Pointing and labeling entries

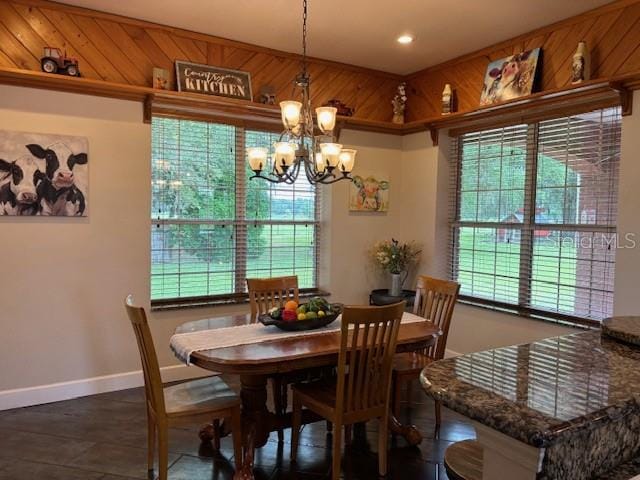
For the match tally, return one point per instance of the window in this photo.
(211, 226)
(534, 216)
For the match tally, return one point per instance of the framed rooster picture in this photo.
(43, 174)
(511, 77)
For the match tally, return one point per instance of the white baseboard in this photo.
(451, 353)
(24, 397)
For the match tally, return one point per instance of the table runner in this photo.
(184, 344)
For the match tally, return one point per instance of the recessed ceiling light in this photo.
(405, 39)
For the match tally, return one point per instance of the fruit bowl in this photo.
(320, 313)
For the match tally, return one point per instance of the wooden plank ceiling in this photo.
(122, 50)
(612, 33)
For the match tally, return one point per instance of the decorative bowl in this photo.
(300, 325)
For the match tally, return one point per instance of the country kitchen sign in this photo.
(209, 80)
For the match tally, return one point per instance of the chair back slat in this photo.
(435, 301)
(150, 368)
(266, 293)
(366, 356)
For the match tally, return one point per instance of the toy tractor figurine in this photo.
(54, 61)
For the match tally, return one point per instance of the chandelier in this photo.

=== What needs to be done ===
Rewrite the rows above as a numbered list, from the line containing "slat in this photo." through the end of the rows, skipping any blank lines.

=== Problem solution ===
1. For the match tally, return one point per instance of the chair back slat in this photo.
2. (435, 301)
3. (150, 368)
4. (266, 293)
5. (366, 356)
6. For the match tally, return one point per instance of the toy tractor figurine in this photo.
7. (54, 61)
8. For the match tally, return one point per instance of the chandelier in this photo.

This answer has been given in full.